▶ DO THIS:
Quote the passage about this Carmen production word for word, starting at the words "It’s unmistakably Georges" and stopping after "effective stage effects.".

▶ SOURCE EXTRACT:
********************
Ellie Edmonds (Carmen) - (c) Nick Rutter
Ellie Edmonds (Carmen) – (c) Nick Rutter

It’s unmistakably Georges Bizet’s Carmen, as the overture and the piano introductions to the opera numbers keep reminding the audience. The anomaly of traditional productions being a French opera set in Spain but sung in Italian (or indeed in English) is commented on in this contemporary makeover, if only as a vehicle to keep in the Toreador Song, perhaps one of the most famous arias in opera. The result is rather comical, with Escamillo (Dan D’Souza) stumbling over words in a karaoke session (I did say this was a contemporary makeover). And what is usually a scene with cigarette factory girls is portrayed hilariously with just Jose (Mike Bradley on press night, the role being shared with Roger Paterson) and some simple but effective stage effects.
********************
▶ PROVIDED MATERIAL:
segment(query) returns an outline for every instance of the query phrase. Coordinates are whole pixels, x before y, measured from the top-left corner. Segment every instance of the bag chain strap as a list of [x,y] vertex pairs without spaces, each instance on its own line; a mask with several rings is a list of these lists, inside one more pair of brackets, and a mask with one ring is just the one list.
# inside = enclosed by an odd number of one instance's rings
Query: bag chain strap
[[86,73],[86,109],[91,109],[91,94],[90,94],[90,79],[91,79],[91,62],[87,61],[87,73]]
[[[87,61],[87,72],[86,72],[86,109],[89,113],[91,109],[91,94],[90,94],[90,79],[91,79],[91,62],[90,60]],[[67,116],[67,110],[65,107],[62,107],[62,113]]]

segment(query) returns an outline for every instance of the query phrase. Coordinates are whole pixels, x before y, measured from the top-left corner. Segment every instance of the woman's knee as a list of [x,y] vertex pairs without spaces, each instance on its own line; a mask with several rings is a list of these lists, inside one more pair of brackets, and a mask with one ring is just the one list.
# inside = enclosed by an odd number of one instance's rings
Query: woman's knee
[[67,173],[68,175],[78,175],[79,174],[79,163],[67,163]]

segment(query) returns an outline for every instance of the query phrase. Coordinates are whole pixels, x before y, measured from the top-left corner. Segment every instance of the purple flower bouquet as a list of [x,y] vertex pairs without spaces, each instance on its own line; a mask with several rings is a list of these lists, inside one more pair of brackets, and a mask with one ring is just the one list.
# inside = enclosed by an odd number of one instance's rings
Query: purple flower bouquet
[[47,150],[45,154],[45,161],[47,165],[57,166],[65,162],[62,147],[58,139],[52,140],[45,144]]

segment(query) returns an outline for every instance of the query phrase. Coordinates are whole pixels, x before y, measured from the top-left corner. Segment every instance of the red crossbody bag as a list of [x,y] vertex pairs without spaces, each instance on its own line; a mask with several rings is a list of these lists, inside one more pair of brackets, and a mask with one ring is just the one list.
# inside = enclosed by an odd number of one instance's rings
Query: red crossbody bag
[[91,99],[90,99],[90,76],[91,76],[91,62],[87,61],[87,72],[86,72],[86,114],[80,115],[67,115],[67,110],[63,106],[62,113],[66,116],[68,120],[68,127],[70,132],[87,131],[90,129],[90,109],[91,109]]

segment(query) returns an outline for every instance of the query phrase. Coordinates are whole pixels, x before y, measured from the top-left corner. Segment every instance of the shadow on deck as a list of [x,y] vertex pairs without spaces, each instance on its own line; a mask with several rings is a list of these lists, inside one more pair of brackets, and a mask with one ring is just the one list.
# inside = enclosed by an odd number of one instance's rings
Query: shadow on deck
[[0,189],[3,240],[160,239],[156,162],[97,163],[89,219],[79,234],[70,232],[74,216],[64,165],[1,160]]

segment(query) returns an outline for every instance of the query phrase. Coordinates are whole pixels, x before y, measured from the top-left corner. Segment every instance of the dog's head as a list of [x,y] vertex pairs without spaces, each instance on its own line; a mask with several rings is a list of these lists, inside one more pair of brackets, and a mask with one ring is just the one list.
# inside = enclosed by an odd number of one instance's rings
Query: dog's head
********************
▶ ANSWER FOR THIS EXERCISE:
It’s unmistakably Georges Bizet’s Carmen, as the overture and the piano introductions to the opera numbers keep reminding the audience. The anomaly of traditional productions being a French opera set in Spain but sung in Italian (or indeed in English) is commented on in this contemporary makeover, if only as a vehicle to keep in the Toreador Song, perhaps one of the most famous arias in opera. The result is rather comical, with Escamillo (Dan D’Souza) stumbling over words in a karaoke session (I did say this was a contemporary makeover). And what is usually a scene with cigarette factory girls is portrayed hilariously with just Jose (Mike Bradley on press night, the role being shared with Roger Paterson) and some simple but effective stage effects.